* _Problem description_:
Some lines below hold "sofa". Pick them out and copy them.
————————
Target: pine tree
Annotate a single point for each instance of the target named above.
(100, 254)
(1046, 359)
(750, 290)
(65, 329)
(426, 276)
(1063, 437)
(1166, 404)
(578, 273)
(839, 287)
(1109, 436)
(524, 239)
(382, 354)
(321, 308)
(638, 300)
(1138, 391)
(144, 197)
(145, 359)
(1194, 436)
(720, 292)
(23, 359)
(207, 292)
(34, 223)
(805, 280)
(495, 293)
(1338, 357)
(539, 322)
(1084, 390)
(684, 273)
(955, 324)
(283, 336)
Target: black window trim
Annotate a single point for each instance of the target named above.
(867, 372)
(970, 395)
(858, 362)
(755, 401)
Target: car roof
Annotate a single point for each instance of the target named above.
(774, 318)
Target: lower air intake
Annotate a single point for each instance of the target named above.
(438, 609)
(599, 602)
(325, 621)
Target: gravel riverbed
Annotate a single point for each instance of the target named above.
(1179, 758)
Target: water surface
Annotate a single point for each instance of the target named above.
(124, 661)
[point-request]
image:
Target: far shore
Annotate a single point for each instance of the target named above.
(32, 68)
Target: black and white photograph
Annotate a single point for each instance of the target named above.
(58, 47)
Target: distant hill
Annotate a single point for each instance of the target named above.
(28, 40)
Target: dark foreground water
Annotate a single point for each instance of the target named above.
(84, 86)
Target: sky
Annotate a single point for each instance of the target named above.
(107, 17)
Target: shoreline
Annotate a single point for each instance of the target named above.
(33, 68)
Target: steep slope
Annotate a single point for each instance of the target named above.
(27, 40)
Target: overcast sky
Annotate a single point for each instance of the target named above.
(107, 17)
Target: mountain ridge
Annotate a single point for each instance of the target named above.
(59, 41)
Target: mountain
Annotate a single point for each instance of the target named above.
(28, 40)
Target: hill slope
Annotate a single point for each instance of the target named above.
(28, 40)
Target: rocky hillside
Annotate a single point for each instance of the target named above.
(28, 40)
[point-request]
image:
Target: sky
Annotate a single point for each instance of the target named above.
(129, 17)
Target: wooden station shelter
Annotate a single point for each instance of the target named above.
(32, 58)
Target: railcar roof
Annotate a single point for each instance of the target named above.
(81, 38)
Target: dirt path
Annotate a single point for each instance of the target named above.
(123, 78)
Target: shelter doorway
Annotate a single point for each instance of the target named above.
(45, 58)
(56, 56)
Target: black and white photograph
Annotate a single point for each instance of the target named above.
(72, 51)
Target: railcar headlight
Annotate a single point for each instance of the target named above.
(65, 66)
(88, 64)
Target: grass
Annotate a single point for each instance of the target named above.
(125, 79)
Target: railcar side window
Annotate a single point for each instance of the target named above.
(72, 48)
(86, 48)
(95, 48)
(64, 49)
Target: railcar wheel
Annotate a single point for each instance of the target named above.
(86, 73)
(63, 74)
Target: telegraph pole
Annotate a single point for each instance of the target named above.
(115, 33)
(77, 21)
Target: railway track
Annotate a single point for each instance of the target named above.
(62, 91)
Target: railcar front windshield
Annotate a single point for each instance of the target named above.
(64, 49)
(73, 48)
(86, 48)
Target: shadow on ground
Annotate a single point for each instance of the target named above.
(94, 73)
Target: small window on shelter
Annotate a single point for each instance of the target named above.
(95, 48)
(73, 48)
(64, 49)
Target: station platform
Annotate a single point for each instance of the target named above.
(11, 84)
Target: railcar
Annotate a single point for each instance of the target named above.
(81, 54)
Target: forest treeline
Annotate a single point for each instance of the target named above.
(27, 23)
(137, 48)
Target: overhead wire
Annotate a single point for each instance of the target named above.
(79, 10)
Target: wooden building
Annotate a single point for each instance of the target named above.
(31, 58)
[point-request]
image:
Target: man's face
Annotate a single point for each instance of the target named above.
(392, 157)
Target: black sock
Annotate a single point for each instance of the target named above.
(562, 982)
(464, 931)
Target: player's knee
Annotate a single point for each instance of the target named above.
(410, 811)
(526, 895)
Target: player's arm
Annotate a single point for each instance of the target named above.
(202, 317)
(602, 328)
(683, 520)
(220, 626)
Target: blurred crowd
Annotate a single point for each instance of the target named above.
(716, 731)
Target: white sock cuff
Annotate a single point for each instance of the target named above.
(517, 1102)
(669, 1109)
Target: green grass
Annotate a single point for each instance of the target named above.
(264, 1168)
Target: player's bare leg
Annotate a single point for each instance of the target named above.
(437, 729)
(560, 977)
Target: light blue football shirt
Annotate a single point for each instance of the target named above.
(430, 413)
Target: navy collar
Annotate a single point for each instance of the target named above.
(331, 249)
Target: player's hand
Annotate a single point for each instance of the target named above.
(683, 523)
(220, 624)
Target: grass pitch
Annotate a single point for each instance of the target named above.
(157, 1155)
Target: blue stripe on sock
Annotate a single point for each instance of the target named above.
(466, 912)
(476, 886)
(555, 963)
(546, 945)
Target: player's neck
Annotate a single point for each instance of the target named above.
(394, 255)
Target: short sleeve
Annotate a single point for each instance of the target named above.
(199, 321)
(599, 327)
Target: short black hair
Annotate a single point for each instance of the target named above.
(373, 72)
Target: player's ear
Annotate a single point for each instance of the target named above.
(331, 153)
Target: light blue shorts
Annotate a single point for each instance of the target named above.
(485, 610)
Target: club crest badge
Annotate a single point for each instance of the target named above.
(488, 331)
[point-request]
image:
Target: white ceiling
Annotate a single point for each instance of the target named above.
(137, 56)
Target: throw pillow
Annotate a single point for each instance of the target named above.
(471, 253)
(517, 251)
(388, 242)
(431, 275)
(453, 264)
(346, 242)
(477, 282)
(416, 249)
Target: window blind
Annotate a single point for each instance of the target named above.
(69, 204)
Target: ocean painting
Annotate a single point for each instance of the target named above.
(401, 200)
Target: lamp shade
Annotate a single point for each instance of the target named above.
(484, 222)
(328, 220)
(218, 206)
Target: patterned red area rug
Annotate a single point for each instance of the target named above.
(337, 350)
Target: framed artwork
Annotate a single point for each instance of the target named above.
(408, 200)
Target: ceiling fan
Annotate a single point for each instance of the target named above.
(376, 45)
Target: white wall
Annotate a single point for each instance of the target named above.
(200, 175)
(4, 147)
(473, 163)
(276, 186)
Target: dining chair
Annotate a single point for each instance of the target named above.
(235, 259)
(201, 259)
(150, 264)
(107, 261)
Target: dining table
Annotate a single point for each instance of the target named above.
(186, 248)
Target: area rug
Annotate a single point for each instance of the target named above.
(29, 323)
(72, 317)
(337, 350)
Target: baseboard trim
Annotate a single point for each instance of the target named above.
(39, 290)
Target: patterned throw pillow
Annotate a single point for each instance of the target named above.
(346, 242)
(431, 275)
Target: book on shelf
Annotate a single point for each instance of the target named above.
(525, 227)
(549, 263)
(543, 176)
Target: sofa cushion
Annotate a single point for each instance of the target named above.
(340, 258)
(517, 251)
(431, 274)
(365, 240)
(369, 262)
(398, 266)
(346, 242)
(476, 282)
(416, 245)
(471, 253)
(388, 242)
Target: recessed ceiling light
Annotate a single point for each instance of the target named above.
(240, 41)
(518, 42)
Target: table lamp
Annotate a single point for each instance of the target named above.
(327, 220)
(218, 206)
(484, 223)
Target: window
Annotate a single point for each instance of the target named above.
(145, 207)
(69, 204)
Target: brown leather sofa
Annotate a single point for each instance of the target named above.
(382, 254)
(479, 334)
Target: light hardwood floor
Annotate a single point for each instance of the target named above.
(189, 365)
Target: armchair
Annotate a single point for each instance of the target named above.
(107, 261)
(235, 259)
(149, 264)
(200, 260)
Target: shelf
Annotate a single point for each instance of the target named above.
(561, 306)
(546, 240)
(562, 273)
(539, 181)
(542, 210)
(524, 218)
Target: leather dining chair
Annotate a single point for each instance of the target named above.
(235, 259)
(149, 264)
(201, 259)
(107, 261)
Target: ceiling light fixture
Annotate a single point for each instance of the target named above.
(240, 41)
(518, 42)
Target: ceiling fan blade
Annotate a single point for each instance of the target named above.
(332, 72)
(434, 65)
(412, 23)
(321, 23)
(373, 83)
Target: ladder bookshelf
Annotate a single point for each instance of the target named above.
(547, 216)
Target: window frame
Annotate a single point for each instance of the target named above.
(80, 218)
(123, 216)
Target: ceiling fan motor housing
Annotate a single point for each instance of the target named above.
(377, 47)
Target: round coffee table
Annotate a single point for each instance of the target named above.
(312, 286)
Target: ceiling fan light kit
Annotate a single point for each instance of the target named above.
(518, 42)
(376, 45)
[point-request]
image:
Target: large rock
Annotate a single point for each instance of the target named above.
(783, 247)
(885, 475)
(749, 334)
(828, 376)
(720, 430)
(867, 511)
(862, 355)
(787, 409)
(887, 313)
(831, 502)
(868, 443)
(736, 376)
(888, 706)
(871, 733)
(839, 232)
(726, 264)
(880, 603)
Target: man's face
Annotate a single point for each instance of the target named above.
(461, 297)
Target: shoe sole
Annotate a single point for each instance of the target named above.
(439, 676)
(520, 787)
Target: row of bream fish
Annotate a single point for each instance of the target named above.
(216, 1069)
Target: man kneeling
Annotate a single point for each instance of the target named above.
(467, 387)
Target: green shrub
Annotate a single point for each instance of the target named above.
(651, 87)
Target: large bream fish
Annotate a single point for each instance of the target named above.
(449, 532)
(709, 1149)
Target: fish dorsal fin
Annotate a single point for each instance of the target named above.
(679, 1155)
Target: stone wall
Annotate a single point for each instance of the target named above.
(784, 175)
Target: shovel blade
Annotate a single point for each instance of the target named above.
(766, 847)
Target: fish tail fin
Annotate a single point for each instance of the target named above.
————————
* _Completed task_:
Target: sofa cushion
Target: brown leather sofa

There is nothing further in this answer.